[Extracted data entries]
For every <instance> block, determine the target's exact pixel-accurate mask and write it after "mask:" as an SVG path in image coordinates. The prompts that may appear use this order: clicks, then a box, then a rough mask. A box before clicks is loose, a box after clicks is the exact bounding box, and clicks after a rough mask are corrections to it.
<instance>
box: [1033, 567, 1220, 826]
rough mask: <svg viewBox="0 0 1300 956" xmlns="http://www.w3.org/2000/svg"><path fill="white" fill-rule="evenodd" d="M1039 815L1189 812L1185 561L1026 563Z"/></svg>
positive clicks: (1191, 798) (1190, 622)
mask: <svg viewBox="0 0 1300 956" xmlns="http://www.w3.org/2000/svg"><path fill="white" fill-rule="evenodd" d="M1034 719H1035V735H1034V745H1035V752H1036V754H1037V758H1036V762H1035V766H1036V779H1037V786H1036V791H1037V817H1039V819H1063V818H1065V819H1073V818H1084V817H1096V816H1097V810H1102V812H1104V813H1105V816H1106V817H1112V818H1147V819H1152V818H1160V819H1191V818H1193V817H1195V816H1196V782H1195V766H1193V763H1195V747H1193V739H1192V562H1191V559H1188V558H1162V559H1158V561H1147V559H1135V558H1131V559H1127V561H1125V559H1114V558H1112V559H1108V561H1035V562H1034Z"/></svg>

**Work task:** Would you set down all the lines above, exactly and in full?

**Answer to the exercise:**
For every <instance> block, determine the target's exact pixel-accurate mask and write it after "mask:" as an SVG path in image coordinates. The prompts that may appear use this order: clicks, then a box, then a rough mask. A box before clicks is loose, a box after clicks is the exact bounding box, and clicks after a rough mask are corrections to it.
<instance>
box: [1033, 567, 1220, 826]
rough mask: <svg viewBox="0 0 1300 956" xmlns="http://www.w3.org/2000/svg"><path fill="white" fill-rule="evenodd" d="M1039 815L1189 812L1185 561L1026 563Z"/></svg>
positive clicks: (1191, 798) (1190, 622)
mask: <svg viewBox="0 0 1300 956" xmlns="http://www.w3.org/2000/svg"><path fill="white" fill-rule="evenodd" d="M1034 719H1035V735H1034V745H1035V752H1036V754H1037V758H1036V762H1035V766H1036V779H1037V786H1036V791H1037V817H1039V819H1063V818H1065V819H1073V818H1084V817H1096V816H1097V810H1102V812H1104V813H1105V816H1106V817H1112V818H1147V819H1152V818H1160V819H1191V818H1193V817H1195V816H1196V782H1195V766H1193V763H1195V747H1193V739H1192V562H1191V559H1188V558H1162V559H1158V561H1147V559H1135V558H1131V559H1127V561H1125V559H1114V558H1112V559H1108V561H1035V562H1034Z"/></svg>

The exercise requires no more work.